EXCERPT PROVIDED Start Marker

Ang Lee plans to do movie in PH
MANILA, Philippines—Chinese-American filmmaker Ang Lee is planning a movie in the Philippines. The multi-Oscar awardee announced this Thursday night when he faced an awed crowd of admirers, Filipino movie directors and journalists in an open forum at an upscale mall cineplex.
Lee did not give details, but a source said it could be a boxing feature in 3-D.
Considered the most successful Asian director—with 12 Academy Awards (including two for best achievement in directing), nine Golden Globes (from the Hollywood foreign press) and other major citations from prestigious tribute groups around the world—Lee is in the country for the first time. He is the focus of the Taipei Economic and Cultural Office (Teco) in the Philippines’ two-day homage event, “A Salute to Ang Lee.”
The director of such landmark productions as “Life of Pi” in 2012, “Brokeback Mountain” in 2005, “Crouching Tiger, Hidden Dragon” in 2000, and “Sense and Sensibility” in 1995 was born and raised in Taiwan.
First for Teco
“Salute,” being held at SM Aura in Bonifacio Global City, is likewise a first for Teco, whose officials feel that Lee’s acceptance of the invitation to Manila was a coup.

EXCERPT PROVIDED End Marker

▶ [TASK OBJECTIVE] Condense the paragraph in the Ang Lee article above that begins "Considered the most successful Asian director" into a short bulleted list that keeps its main facts.

INFORMATION SUPPLIED Start Marker

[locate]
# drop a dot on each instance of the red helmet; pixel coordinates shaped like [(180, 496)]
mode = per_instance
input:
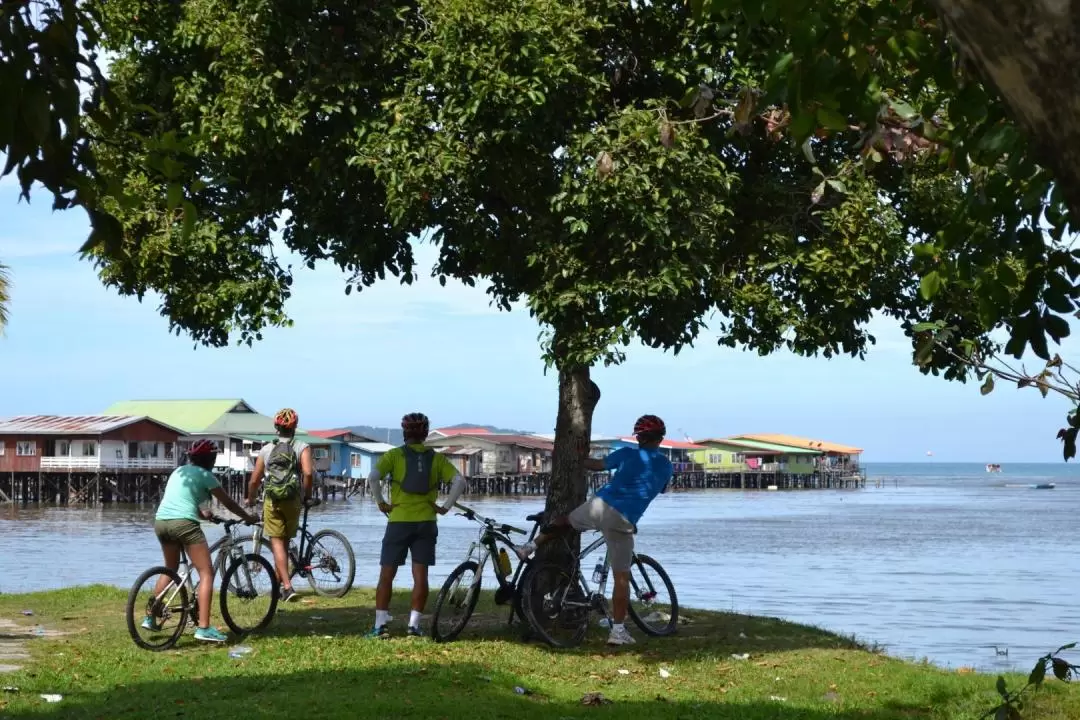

INFORMATION SUPPLIED End Marker

▶ [SOLUTION TO THE EXERCISE]
- Lee is considered the most successful Asian director.
- His honors include 12 Academy Awards (two for best achievement in directing), nine Golden Globes and other major citations from around the world.
- He is in the Philippines for the first time.
- He is the focus of "A Salute to Ang Lee," a two-day homage event held by the Taipei Economic and Cultural Office (Teco) in the Philippines.